**Page text:**

The list of laser therapy effects is pretty impressive. Dr. Riegel defines at least 10  of them just in his book. Here are a few of them, broken down.
Pain relief- Laser therapy relieves pain in the treatment area. The laser stimulates the release of endorphins, or activate the an analgesic affect. laser also activates acupuncture points.
Inflammation reduction- Laser therapy “promotes lymphatic flow, reducing inflammatory edema. Edema, or abnormal fluid build up, causes discomfort for your pet.
Increases and accelerates tissue repair- This one is pretty straight forward, but laser therapy puts the energy into your pet’s cells that they need to heal and regenerate, increasing the speed with which cells can grow and repair.
Improves circulation: New capillaries are stimulated to form within the damaged tissues of your pets injury, and more blood flow means more healing!
Increases production of cellular activity- Basically, more cellular activity means the creation of healthy cells and in the long and short of it, healing.
Reduces scar tissue formation: By allowing wounds to heal faster, laser therapy reduces the formation of scar tissue, which can often be painful and uncomfortable in and of itself.

**Dataset entries:**
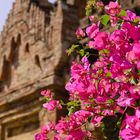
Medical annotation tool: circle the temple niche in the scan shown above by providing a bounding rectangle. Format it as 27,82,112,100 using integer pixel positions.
0,0,139,140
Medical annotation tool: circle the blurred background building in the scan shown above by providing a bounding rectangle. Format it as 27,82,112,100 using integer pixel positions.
0,0,140,140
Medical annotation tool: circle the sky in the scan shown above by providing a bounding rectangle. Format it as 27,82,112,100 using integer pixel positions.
0,0,55,31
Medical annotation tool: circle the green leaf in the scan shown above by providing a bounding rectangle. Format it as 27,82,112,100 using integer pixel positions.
99,49,110,54
107,99,114,105
119,10,127,16
106,72,112,77
101,15,110,26
79,49,85,56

**Assignment:** How many laser therapy effects does Dr. Riegel define in his book, according to the laser therapy text?

**Reply:** At least 10.